━━━━━ DATASET RECORDS

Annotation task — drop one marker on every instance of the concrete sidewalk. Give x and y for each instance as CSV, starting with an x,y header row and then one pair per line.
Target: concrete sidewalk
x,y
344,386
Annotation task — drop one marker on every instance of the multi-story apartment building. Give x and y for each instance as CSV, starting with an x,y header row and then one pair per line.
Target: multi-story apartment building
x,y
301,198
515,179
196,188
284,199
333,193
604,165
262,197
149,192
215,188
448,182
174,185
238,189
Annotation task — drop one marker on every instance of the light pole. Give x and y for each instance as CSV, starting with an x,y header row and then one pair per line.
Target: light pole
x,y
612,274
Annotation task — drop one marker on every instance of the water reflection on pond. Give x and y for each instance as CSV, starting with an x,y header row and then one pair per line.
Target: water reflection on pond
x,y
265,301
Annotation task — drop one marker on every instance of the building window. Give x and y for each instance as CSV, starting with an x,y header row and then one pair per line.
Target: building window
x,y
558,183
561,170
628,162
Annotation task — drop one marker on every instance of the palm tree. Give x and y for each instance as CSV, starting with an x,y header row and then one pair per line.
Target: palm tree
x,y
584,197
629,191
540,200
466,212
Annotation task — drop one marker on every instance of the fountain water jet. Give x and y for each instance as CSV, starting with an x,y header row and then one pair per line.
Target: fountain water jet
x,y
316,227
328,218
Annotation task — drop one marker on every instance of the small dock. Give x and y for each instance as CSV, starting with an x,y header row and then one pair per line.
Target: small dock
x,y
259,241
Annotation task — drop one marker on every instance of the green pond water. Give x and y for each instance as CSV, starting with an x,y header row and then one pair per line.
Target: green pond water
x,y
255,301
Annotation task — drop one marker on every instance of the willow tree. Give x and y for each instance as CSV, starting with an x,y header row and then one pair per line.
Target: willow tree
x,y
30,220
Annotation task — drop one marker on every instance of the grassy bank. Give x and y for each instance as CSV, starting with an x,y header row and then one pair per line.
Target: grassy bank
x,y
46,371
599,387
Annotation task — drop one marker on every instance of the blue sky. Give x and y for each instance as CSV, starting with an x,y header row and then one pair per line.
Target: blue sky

━━━━━━━━━━

- _WORK REQUIRED_
Keeping every word in place, restate the entries above.

- _EXPECTED OUTPUT_
Annotation task — drop one marker on every instance of the concrete sidewalk. Give x and y for each instance as CSV, starting with an x,y header row and then one pair per line.
Target: concrete sidewalk
x,y
344,386
Annotation task — drop one marker on every instance of the multi-story apartment building. Give x and y for each instance as CSV, starting with an x,y header row and then one pair per line.
Target: multi-story apartment building
x,y
301,198
515,179
196,188
284,199
333,193
604,165
262,197
149,192
215,188
448,182
174,185
238,189
Annotation task — drop one marker on every instance of the light pole. Give x and y for each instance as CSV, starting with an x,y header row and then one pair per line.
Target: light pole
x,y
612,274
Annotation task — drop one marker on every instance of the water reflection on pond. Give x and y for each instance as CSV, starting with an x,y header row and then one pair per line.
Target: water reflection on pond
x,y
265,301
Annotation task — drop one marker on every instance of the building window. Give x and y for each instance as CSV, starting with an x,y header row and then one pair per line.
Target: building window
x,y
558,183
561,170
628,162
Annotation task — drop one marker on every instance of the palm tree. Give x and y for each instance as CSV, starting with an x,y header row and then one pair per line.
Target: palm tree
x,y
584,197
629,191
540,200
466,212
Annotation task — drop one marker on every instance of the fountain water jet. Give x and y for each instance as CSV, starting with an x,y header row and then one pair per line.
Target: fountain water jet
x,y
316,227
328,218
Annotation task — drop one marker on every instance of the small dock. Give x and y for each instance as CSV, starting with an x,y header row and then one pair per line.
Target: small dock
x,y
259,241
Annotation task — drop one marker on every instance of the green pond water. Give x and y for each instance as CSV, starting with an x,y header row and then one pair per line.
Target: green pond water
x,y
255,301
Annotation task — drop one marker on every instance of the willow tree. Give x and y for each instance as CSV, starting with an x,y header row and then one pair per line.
Target: willow tree
x,y
30,220
Annotation task — drop one marker on every instance of the grassy bank. Give x and y for each instance as CSV, starting with an x,y header row and then one pair per line.
Target: grassy bank
x,y
46,371
599,387
Annotation task — drop one marker on every instance of the blue sky. Give x and y for each instance as CSV, starting with an x,y header row and then one pair per line.
Target: blue sky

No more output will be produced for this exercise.